## Selected excerpt:
-- Start --

The father contends that the court’s denial of reunification services and termination of his parental rights violate his right to substantive due process, because the termination was based on his incarceration, rather than on findings of detriment or unfitness as a parent. He relies principally on two cases, in which the court of appeal reversed judgments terminating the parental rights of incarcerated parents, both courts stating that there is no “‘Go to jail, lose your child’” rule in California. (In re S.D. (2002) 99 Cal.App.4th 1068, 1077 (S.D.); In re Brittany S. (1993) 17 Cal.App.4th 1399, 1402 (Brittany S.).) The father also asserts that his right to due process was violated when his parental rights were terminated without the “multiple specific findings of parental unfitness” he claims are required under Cynthia D. v. Superior Court (1993) 5 Cal.4th 242, 253 (Cynthia D.).

The Department argues that we do not have to reach the merits of these arguments because the father failed to appeal the denial of reunification services (on January 8, 2008). The father counters with the clerk’s untimely writ advisement in connection with the order setting the section 366.26 hearing, and with case law allowing earlier rulings to be challenged on appeal from the termination order if the writ advisement was not timely. We do not address this issue because assuming, arguendo, that the father preserved his constitutional challenge for appeal, on the merits, his arguments fail for lack of support in the record and the law.

The father did not lose his parental rights simply because he was incarcerated. Under section 361.5, subdivision (e), the court may deny reunification services to an incarcerated parent if the court determines, by clear and convincing evidence, that those services would be detrimental to the child. (§ 361.5, subd. (e)(1).) The statute specifies the factors that the court must consider in determining detriment under these circumstances. (See footnote 3, ante.) These factors include, among others, the age of the child (here, 10 months old when services were denied), the degree of parent-child bonding (here, none, because J.R. was only four months old when the father was incarcerated), the length of the sentence (five years), the nature of the crime (drug related), the degree of detriment to the child if services were not offered (none), and the likelihood of the parent’s discharge from incarceration within the reunification time (none). We find that the record amply supports the court’s denial of reunification services to the father.

-- End --

## Records provided:
-- Start --

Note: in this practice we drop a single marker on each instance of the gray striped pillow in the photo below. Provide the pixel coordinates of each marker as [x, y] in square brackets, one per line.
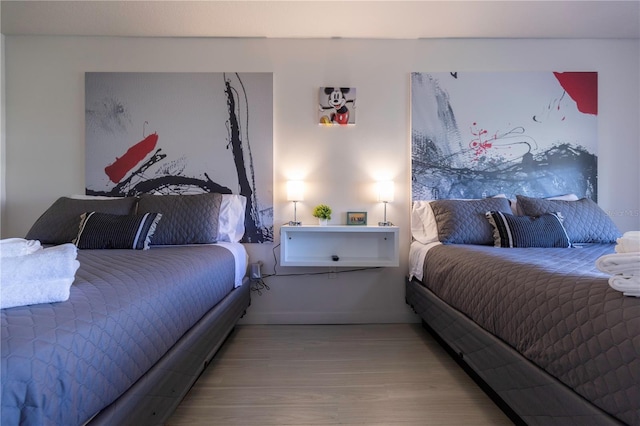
[527, 231]
[110, 231]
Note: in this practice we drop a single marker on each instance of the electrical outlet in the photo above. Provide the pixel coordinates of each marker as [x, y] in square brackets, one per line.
[254, 271]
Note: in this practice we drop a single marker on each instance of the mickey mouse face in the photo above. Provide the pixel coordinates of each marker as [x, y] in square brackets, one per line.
[336, 96]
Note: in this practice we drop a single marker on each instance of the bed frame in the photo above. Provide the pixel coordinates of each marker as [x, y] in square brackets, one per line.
[532, 396]
[153, 398]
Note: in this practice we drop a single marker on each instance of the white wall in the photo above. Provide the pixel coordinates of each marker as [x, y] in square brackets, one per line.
[45, 134]
[3, 139]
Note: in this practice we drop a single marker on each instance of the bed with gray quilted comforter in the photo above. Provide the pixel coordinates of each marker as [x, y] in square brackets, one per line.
[64, 362]
[554, 308]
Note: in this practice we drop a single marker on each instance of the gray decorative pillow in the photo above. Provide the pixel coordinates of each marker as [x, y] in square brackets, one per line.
[584, 220]
[186, 219]
[527, 231]
[59, 223]
[464, 222]
[112, 231]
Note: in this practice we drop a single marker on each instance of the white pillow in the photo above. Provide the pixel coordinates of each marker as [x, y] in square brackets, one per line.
[231, 219]
[424, 228]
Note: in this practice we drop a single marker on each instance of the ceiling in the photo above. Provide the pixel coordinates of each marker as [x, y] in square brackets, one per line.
[325, 19]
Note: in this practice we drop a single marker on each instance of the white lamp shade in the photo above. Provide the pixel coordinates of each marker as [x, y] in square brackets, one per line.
[385, 191]
[295, 190]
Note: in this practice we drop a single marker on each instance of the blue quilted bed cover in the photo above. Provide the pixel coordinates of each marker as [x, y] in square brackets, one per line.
[64, 362]
[554, 307]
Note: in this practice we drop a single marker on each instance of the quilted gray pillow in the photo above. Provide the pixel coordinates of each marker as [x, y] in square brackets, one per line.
[584, 220]
[186, 219]
[464, 222]
[59, 223]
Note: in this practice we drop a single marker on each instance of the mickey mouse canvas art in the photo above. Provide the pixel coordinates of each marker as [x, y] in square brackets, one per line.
[333, 106]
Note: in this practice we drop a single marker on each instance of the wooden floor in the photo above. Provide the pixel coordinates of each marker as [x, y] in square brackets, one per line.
[388, 375]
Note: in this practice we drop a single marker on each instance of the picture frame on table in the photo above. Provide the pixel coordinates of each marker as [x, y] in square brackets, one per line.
[357, 218]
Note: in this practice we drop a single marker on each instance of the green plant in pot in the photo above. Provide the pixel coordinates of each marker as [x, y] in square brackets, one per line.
[323, 213]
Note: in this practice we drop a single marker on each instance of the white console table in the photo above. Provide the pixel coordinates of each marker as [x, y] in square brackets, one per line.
[343, 245]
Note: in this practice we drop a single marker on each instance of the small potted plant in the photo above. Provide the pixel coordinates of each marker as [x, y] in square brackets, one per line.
[323, 213]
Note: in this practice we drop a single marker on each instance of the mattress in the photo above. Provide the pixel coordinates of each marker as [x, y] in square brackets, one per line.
[62, 363]
[553, 307]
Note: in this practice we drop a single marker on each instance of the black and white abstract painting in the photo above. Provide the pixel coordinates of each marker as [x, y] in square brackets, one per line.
[183, 133]
[478, 134]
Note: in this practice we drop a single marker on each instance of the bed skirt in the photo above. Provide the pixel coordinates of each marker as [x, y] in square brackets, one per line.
[535, 396]
[153, 398]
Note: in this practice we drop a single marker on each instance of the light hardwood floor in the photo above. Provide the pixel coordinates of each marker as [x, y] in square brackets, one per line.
[393, 374]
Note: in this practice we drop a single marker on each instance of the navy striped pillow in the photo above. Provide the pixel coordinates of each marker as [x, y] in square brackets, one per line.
[527, 231]
[110, 231]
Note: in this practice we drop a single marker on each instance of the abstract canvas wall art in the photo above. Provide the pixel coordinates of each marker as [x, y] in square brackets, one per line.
[181, 133]
[476, 134]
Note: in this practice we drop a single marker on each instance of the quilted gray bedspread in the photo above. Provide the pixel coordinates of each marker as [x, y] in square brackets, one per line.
[554, 307]
[63, 362]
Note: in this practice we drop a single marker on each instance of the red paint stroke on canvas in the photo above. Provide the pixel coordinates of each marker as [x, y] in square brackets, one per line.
[583, 89]
[119, 168]
[479, 145]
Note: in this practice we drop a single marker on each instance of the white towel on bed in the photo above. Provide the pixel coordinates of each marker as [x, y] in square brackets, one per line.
[626, 264]
[628, 243]
[11, 247]
[629, 286]
[625, 271]
[44, 276]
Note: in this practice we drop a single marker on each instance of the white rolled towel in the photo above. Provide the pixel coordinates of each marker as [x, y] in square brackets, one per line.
[628, 243]
[44, 276]
[629, 286]
[625, 264]
[11, 247]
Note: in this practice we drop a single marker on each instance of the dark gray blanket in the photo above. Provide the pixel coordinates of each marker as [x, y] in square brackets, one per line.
[554, 307]
[63, 362]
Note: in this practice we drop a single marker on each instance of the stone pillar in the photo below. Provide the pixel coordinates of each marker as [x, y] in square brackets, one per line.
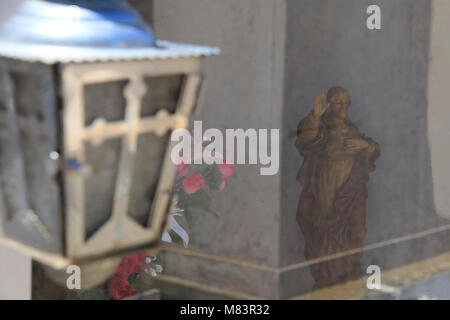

-- End --

## Problem set:
[a] Answer these questions about the court opinion on the father's appeal:
(i) What rule did both cited courts say does not exist in California?
(ii) On what date were reunification services denied?
(iii) How old was J.R. when the father was incarcerated?
[b] Write out the part of the court opinion on the father's appeal starting with "The father contends" and going on through "253 (Cynthia D.).".

## Final answers:
[a]
(i) A "Go to jail, lose your child" rule
(ii) January 8, 2008
(iii) Four months old

[b]
The father contends that the court’s denial of reunification services and termination of his parental rights violate his right to substantive due process, because the termination was based on his incarceration, rather than on findings of detriment or unfitness as a parent. He relies principally on two cases, in which the court of appeal reversed judgments terminating the parental rights of incarcerated parents, both courts stating that there is no “‘Go to jail, lose your child’” rule in California. (In re S.D. (2002) 99 Cal.App.4th 1068, 1077 (S.D.); In re Brittany S. (1993) 17 Cal.App.4th 1399, 1402 (Brittany S.).) The father also asserts that his right to due process was violated when his parental rights were terminated without the “multiple specific findings of parental unfitness” he claims are required under Cynthia D. v. Superior Court (1993) 5 Cal.4th 242, 253 (Cynthia D.).